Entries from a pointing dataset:
====================

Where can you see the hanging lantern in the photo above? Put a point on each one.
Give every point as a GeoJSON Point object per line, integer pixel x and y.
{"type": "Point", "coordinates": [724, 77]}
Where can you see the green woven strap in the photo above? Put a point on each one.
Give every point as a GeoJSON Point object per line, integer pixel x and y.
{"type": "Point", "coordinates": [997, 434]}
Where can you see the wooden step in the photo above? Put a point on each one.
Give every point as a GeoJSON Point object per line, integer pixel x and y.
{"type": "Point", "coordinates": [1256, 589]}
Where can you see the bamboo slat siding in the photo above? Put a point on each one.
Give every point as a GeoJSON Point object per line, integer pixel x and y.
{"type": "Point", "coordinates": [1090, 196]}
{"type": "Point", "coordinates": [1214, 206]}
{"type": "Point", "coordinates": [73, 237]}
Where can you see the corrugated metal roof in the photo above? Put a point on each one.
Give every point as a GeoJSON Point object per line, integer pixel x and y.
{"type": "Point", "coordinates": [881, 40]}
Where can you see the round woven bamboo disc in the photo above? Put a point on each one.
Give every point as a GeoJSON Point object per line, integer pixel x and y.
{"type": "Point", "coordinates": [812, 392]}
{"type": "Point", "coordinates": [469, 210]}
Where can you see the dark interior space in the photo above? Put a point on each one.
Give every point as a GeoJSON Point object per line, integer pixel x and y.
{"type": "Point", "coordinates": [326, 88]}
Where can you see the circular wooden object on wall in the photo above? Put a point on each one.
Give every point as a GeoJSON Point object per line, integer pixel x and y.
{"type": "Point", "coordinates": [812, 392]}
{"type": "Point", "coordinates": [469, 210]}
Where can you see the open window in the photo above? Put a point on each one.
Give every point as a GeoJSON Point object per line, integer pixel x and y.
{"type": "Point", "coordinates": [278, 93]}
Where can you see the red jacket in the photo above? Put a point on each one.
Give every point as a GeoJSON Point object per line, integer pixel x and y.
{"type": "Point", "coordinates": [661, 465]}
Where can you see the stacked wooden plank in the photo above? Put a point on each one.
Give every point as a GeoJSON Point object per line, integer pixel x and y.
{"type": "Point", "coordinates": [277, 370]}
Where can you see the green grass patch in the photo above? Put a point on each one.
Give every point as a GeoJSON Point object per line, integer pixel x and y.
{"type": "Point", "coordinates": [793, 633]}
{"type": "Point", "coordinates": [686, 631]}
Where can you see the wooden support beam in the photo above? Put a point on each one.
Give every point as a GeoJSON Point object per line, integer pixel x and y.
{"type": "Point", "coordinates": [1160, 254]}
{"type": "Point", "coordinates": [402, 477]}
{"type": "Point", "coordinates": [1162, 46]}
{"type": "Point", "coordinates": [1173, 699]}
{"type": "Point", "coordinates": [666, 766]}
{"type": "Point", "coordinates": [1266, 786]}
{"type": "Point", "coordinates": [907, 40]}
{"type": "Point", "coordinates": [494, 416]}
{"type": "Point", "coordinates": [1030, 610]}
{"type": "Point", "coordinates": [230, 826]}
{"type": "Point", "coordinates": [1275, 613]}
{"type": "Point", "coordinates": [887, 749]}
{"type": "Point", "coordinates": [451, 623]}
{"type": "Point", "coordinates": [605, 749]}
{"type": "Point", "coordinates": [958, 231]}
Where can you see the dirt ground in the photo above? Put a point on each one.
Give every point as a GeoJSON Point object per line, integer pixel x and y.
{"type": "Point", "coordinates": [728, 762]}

====================

▸ **EXERCISE AIM**
Rewrite the records from the line that contains "Where can you see the dirt" through the end of the records, keeping the request lines unchanged. Multiply each coordinate in the answers by 1.5 and round it to a whole number, rounding halves up.

▸ **EXERCISE OUTPUT**
Where can you see the dirt ground in the photo above? Put a point on each one.
Give every point as a GeoJSON Point object per line, integer pixel x and y.
{"type": "Point", "coordinates": [1092, 1143]}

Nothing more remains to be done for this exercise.